TASK PROMPT:
Print every line below. Match each one exactly.

MATERIAL PROVIDED:

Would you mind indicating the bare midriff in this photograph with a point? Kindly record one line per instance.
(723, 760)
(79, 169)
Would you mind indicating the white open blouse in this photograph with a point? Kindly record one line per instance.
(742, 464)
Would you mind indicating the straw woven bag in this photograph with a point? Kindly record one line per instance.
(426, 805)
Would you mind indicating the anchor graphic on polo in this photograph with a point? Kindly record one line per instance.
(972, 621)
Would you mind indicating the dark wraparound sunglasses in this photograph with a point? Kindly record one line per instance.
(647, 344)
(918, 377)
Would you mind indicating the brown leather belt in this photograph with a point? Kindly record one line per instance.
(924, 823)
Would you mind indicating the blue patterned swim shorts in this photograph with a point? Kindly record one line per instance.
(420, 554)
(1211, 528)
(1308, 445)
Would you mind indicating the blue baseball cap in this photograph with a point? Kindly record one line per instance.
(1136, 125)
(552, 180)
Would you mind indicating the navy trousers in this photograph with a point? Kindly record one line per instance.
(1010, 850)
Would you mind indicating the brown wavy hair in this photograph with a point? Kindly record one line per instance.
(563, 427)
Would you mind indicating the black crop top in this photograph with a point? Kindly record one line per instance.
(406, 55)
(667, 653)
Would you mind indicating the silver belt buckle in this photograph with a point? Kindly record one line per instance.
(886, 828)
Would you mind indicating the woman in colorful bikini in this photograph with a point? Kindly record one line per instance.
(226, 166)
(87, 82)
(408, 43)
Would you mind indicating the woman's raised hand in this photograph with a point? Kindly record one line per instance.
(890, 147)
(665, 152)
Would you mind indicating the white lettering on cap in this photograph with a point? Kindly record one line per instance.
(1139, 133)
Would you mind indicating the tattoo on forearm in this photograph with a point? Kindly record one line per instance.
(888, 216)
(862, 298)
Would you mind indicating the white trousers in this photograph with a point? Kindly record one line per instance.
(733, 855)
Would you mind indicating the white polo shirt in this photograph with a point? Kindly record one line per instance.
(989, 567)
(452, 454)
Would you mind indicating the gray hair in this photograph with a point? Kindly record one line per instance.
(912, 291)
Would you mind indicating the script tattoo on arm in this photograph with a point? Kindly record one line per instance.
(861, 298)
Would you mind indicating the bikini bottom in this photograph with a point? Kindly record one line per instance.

EXERCISE ANSWER:
Would you mind indicating the bare midriff in this photograph with a point? Kindly record one line per instance.
(723, 760)
(79, 169)
Would you mind indicating the white open blouse in this photograph with a point? Kindly record one line per instance.
(742, 464)
Would you mind indicating the straw woven bag in this photograph with a point? Kindly record one line per instance.
(426, 805)
Would you mind indicating the anchor graphic on polo in this photograph with a point? Kindly record one line per instance.
(972, 621)
Would you mind indicating the dark wraparound sunglasses in this photograph with a point? Kindly record one line per instance.
(647, 344)
(918, 377)
Would you mind indicating the brown leather belt in this photograph with a point? Kindly record one line per instance.
(924, 823)
Would you mind indicating the blue patterned swim shorts in this photograph with a point? Kindly record one line per instance.
(420, 554)
(1211, 528)
(1308, 445)
Would you mind indicating the blue baseball cap in this photograph with a point? Kindly record one line per instance.
(1136, 125)
(552, 180)
Would you mind indicating the navy trousers in this photograph with a point? Kindly record one line per instance.
(1010, 850)
Would you mind indicating the brown wavy hair in this photograph with a point? Kindly record one line per instance.
(563, 427)
Would you mind indicating the black crop top in this photograph with a point? Kindly record one line per instance.
(406, 55)
(667, 653)
Would you mind indicating the silver belt buckle in this photograph with a point? Kindly record one line per instance.
(886, 828)
Would you mind indicating the woman in colorful bikini in this photograph with a point? Kindly record one line per instance.
(226, 166)
(87, 82)
(408, 43)
Would you mind indicating the woman's raised hand in this photograph with a point? Kindly record one line per instance.
(890, 147)
(665, 152)
Would you mind indicating the white lettering on cap in this photograph with a point? Kindly record one line per instance.
(1139, 133)
Would you mind indicating the tattoo on forearm in this photograph with a point? Kindly record one line per instance.
(888, 216)
(862, 298)
Would you mind indicating the white trousers in this photograph with a point? Kindly record one line per instance.
(733, 855)
Would you mind indicating the white polo shirt in this photograph with a point? Kindly record one line per instance.
(989, 567)
(452, 454)
Would you mind indicating the gray hair in this photograph with a point? Kindly record one line per instance.
(912, 291)
Would you mind indicating the script tattoo on arm in this photograph with a point? Kindly record one line per instance.
(861, 298)
Would you mind indicating the bikini bottom in this photograph with a point? Kindly record one line per instance.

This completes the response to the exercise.